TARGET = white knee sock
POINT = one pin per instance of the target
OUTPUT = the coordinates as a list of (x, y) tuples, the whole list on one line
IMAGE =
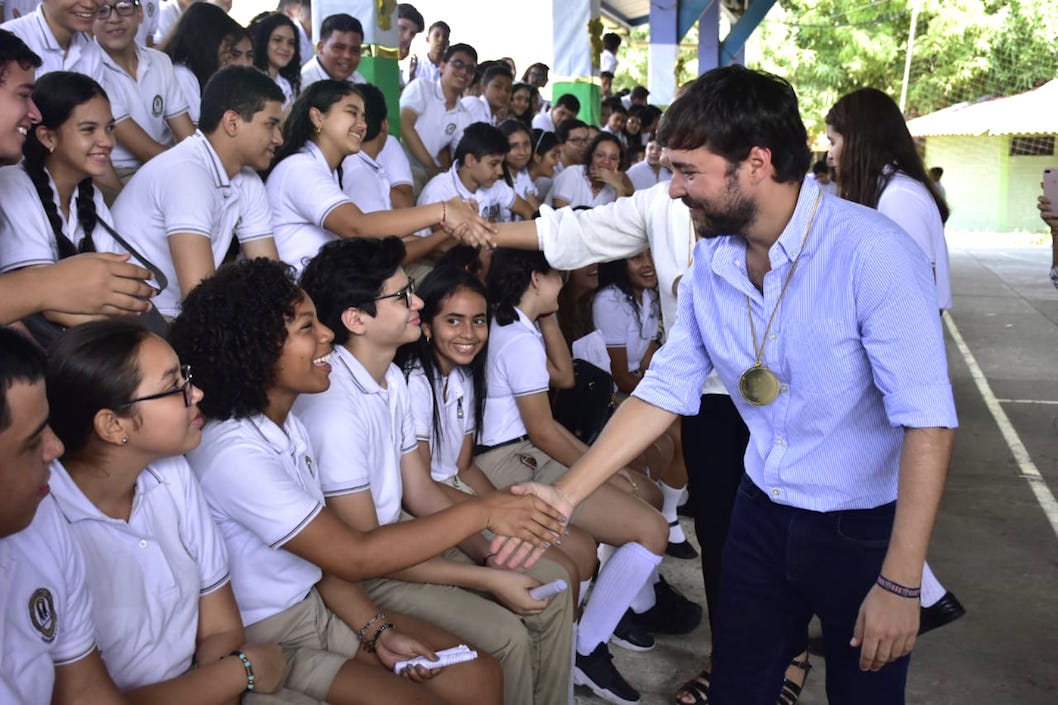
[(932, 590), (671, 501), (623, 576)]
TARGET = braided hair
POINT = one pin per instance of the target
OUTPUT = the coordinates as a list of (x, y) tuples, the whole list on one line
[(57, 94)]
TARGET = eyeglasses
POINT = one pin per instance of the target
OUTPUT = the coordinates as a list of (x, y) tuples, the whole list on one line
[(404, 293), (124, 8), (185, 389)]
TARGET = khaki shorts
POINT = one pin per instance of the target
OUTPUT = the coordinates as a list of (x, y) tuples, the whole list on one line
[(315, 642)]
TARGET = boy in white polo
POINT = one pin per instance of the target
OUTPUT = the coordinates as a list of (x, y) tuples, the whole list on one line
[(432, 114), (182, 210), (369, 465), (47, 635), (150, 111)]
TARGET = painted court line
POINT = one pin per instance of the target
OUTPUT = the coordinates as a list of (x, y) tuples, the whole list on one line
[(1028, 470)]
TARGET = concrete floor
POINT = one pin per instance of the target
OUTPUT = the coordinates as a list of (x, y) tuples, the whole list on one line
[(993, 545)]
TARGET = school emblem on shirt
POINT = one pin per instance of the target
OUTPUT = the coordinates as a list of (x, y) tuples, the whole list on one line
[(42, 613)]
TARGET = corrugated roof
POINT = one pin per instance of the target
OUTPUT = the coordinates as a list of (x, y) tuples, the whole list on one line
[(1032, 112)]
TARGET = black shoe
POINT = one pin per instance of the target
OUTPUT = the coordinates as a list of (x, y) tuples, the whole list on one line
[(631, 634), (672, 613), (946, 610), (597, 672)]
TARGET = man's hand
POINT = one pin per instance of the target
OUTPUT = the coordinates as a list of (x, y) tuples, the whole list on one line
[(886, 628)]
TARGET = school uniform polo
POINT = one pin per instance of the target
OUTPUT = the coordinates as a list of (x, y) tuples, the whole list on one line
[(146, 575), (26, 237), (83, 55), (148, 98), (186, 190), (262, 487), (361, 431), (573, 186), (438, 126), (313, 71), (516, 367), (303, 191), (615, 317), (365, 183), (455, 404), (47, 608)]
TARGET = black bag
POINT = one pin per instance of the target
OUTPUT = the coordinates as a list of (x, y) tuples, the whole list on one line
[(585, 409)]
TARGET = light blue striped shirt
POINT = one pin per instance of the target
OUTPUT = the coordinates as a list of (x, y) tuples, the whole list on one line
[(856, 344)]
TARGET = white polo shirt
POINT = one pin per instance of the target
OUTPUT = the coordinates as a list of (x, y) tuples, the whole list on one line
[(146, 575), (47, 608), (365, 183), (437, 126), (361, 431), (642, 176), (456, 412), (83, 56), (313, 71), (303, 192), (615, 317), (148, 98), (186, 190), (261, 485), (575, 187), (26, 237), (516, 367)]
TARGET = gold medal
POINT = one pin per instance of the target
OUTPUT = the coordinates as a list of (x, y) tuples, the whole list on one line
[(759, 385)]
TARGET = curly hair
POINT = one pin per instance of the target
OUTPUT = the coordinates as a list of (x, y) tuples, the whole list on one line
########################################
• _Written exercise_
Copy every line of the items above word for word, leaving out the picture.

• _Solution to the problem_
TARGET = white knee sock
POINT = one pin per instance of the target
OUTPUT = the coordinates as a list of (x, y) tuples, the whole list on one line
IMAGE =
[(932, 590), (671, 501), (623, 576)]
TARGET = braided hair
POINT = one pin per instance of the target
OUTPUT = the coordinates as a list of (x, y) tuples, the whole list on one line
[(57, 94)]
TARGET = eyeglasses
POINT = one pin per instance of the target
OUTPUT = the coordinates as a list of (x, y) tuples, the whole list on one line
[(404, 293), (124, 8), (185, 389)]
TARGET = khaki shorts
POINT = one pin per instance of the target
OUTPUT = the coordinates as a list of (x, y) tuples, the whole list on one line
[(315, 642)]
TARGET = boy in white polo
POINT = one pin per instance of the target
OUTPUT = the coordinates as a list of (x, y) tuples, the whole list on one line
[(432, 114), (182, 210), (369, 465), (47, 635), (150, 111)]
TARGET = painted court line
POINT = one pin per instance of the target
OUTPUT = the coordinates as a list of (x, y) tuples, the whole list on one line
[(1028, 470)]
TARGET = concrete floor
POINT = one pin per instance of the target
OUTPUT = the coordinates as a list of (x, y) tuples, the whole list on one line
[(993, 545)]
TARGET = school emblem on shirt
POINT = one pin per instance of the target
OUTPUT = the coordinates as a list of (x, y) tuples, the whole list on one line
[(42, 613)]
TARGET = corrugated roof
POINT = one pin per instance of the target
OUTPUT = the coordinates as a list of (x, y) tuples, the whole list on one line
[(1032, 112)]
TARGET = black shoe
POINT = one pin per instance of the target
OUTPUT = the coordinates as a list of (x, y) tuples, the whole list on one line
[(631, 634), (672, 613), (946, 610), (597, 672)]
TARGET = man's hand
POINT = one pin per instance of the target
OUTPUT = the coordinates as a list of (x, y) tuples, the whole list on one line
[(886, 628)]
TARGET = school uniform polo
POINT = one pin per instance of the target
OUTPUT = the coordinates as a list of (x, y) tuples, the whole list on one line
[(146, 575), (26, 237), (83, 55), (148, 98), (186, 190), (262, 487), (361, 431), (573, 186), (438, 126), (313, 71), (516, 367), (303, 191), (615, 317), (365, 183), (455, 404), (47, 608)]
TARGET = black bag
POINT = one pin per instance of the target
OUTPUT = the coordinates as a list of (x, y) tuples, the whole list on one line
[(585, 409)]
TARGET = light blue striped shirt
POINT = one pin per instance of the target
OUTPUT = the coordinates as a list of (x, y) tuples, the whole list on one line
[(856, 344)]
TARGET = white polo shirt
POINT = one pin per instance of the target
OUTPUT = the coordinates as a list of (x, y) tuples, the whole list on one line
[(146, 575), (47, 608), (365, 183), (437, 126), (361, 431), (642, 176), (456, 412), (83, 56), (313, 71), (303, 192), (615, 317), (148, 98), (186, 190), (261, 485), (575, 187), (26, 237), (516, 367)]
TARGET = gold medal
POINT = one pin per instance of the target
OUTPUT = the coordinates as a list of (x, y) tuples, the whole list on one line
[(759, 385)]
TARGET = curly hair
POINT = one pin per instance of the target
OUTPUT = the coordinates as a list of (x, y) tuples, the whole list on one line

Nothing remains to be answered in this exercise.